EXERCISE REQUIREMENTS
Everything from the first line below through the line with "# rows in the form column 44, row 118" is to be transcribed exactly, and nothing past it.
···
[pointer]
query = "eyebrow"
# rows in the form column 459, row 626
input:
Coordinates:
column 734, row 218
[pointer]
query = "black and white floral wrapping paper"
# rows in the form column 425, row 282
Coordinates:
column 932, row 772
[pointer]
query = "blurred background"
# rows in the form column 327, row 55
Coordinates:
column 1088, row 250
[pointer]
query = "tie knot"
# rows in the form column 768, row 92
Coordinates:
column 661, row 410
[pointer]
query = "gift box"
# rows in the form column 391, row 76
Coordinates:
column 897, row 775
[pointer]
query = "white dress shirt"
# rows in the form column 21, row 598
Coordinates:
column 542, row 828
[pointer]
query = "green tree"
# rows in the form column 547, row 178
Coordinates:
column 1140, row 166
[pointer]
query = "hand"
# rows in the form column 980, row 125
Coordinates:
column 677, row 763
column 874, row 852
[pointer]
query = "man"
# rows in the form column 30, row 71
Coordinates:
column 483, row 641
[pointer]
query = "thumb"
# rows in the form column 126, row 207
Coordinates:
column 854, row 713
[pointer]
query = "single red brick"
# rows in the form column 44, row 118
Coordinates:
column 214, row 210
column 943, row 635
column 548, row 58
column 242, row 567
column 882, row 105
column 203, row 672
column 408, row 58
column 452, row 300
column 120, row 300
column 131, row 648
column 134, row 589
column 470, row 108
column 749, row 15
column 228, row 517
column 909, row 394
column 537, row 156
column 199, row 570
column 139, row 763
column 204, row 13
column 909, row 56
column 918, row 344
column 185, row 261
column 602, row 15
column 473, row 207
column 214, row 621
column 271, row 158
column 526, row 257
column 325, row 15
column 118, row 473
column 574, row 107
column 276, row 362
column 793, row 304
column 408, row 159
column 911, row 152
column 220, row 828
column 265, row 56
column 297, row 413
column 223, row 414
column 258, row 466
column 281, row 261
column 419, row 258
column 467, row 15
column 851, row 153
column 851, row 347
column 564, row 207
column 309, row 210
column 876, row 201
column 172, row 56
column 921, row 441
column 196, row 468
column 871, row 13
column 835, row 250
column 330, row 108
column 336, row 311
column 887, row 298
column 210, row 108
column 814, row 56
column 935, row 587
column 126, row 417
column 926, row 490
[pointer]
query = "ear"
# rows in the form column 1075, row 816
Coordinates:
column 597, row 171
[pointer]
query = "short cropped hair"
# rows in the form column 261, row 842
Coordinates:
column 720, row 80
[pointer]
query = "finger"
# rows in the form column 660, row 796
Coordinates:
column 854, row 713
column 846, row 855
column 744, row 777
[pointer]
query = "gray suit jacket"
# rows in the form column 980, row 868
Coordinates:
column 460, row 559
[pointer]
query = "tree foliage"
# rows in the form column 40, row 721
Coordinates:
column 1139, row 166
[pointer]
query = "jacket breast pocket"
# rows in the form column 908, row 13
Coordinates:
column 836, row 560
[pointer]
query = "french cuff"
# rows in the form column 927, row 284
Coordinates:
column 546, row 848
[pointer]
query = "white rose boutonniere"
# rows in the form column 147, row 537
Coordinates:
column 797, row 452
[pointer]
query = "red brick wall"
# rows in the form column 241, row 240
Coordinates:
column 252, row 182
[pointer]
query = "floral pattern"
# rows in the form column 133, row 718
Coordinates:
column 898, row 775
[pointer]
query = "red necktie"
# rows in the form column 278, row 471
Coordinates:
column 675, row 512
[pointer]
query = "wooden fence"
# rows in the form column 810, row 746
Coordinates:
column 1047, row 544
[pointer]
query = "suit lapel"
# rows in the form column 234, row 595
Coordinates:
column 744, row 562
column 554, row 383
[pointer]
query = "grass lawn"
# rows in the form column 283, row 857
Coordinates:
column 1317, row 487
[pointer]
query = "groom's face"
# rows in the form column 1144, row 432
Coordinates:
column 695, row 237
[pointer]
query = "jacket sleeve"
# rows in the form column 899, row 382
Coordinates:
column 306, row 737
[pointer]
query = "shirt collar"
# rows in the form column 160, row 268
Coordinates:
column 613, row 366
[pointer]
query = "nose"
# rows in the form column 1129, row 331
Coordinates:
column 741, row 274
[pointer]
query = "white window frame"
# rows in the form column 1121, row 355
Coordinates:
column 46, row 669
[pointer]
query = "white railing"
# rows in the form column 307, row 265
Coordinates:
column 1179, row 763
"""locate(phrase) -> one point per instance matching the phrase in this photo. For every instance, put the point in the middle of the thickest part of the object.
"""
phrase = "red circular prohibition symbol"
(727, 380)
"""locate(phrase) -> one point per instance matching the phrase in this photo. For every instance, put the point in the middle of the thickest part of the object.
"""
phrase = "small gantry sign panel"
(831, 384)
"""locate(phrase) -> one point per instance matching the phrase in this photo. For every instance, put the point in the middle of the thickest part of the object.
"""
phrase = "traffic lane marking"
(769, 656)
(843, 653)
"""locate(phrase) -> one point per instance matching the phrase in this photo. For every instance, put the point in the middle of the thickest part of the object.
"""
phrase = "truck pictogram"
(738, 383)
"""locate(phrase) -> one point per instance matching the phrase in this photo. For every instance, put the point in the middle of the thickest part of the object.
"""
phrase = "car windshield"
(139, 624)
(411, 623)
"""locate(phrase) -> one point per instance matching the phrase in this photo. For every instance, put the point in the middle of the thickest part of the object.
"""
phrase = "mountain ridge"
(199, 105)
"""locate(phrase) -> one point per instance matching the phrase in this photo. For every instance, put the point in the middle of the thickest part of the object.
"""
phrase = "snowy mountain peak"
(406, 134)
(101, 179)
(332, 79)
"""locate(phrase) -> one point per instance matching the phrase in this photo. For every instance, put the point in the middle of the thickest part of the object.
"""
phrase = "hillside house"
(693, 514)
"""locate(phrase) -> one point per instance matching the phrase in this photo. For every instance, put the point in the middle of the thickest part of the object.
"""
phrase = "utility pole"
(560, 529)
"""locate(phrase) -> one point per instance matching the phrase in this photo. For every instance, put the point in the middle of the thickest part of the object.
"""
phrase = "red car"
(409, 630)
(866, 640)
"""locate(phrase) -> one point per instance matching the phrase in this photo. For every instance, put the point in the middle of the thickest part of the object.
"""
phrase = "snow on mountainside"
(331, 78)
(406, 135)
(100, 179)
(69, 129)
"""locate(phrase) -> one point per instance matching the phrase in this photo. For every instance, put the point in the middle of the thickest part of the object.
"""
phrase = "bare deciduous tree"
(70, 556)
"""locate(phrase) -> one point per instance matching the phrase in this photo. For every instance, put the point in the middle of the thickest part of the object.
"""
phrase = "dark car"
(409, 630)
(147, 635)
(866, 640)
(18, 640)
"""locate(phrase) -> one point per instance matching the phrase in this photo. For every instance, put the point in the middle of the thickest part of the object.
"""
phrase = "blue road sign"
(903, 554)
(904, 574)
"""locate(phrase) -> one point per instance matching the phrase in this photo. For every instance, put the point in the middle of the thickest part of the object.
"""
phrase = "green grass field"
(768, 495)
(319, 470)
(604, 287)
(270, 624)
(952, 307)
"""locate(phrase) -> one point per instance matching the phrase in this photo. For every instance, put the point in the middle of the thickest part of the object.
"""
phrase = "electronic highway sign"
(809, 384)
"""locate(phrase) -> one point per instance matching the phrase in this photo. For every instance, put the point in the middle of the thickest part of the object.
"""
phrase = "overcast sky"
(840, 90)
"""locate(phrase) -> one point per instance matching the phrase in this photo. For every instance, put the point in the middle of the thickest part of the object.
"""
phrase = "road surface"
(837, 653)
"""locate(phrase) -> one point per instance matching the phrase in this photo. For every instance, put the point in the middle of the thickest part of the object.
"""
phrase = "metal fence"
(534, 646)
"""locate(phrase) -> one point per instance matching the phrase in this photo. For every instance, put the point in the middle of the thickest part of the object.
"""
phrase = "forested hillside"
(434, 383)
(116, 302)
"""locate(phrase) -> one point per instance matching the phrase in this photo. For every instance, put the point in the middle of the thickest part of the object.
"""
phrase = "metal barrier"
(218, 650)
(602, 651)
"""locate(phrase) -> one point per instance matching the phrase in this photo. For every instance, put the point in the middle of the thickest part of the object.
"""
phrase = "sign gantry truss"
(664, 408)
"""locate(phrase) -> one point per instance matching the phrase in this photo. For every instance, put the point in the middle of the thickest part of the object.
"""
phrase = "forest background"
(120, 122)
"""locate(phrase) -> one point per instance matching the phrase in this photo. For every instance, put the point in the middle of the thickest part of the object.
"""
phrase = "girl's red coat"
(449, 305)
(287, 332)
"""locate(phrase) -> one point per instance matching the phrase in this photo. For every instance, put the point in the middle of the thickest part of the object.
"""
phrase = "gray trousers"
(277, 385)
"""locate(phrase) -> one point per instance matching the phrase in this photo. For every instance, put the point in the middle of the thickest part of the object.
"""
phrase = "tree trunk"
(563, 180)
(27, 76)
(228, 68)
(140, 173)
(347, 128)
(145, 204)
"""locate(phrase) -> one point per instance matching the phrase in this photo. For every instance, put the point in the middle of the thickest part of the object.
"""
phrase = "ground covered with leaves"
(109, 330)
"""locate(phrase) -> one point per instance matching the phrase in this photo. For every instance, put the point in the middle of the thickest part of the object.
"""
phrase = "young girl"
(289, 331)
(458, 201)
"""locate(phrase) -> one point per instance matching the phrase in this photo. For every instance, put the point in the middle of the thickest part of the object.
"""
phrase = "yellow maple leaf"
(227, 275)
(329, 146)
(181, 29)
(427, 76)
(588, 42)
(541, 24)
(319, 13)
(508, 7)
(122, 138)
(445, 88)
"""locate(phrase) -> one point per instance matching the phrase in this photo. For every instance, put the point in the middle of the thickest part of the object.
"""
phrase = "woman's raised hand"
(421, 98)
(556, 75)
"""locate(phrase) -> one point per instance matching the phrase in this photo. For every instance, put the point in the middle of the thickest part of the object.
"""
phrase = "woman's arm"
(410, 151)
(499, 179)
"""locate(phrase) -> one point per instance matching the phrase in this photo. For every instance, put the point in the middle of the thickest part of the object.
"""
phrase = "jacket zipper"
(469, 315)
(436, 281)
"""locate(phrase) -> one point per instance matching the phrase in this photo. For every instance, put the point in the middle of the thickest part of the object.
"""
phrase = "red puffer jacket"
···
TASK RESPONSE
[pointer]
query = "eyebrow"
# rows in the form column 459, row 626
input:
Coordinates:
column 734, row 218
[pointer]
query = "black and white floral wrapping paper"
# rows in the form column 425, row 282
Coordinates:
column 932, row 772
[pointer]
query = "blurred background"
# rows in the form column 327, row 55
Coordinates:
column 1088, row 250
[pointer]
query = "tie knot"
# rows in the form column 768, row 92
Coordinates:
column 661, row 410
[pointer]
query = "gift box"
# rows in the form column 391, row 76
Coordinates:
column 897, row 775
[pointer]
query = "white dress shirt"
# rows in the form column 21, row 598
Coordinates:
column 542, row 828
[pointer]
query = "green tree"
# rows in the form column 547, row 178
Coordinates:
column 1140, row 166
[pointer]
query = "hand"
# rows in the form column 980, row 125
Coordinates:
column 677, row 763
column 874, row 852
[pointer]
query = "man"
# rows in the form column 30, row 71
Coordinates:
column 483, row 641
[pointer]
query = "thumb"
# rows in the form column 126, row 207
Coordinates:
column 854, row 713
[pointer]
query = "single red brick"
# rows in the form column 44, row 118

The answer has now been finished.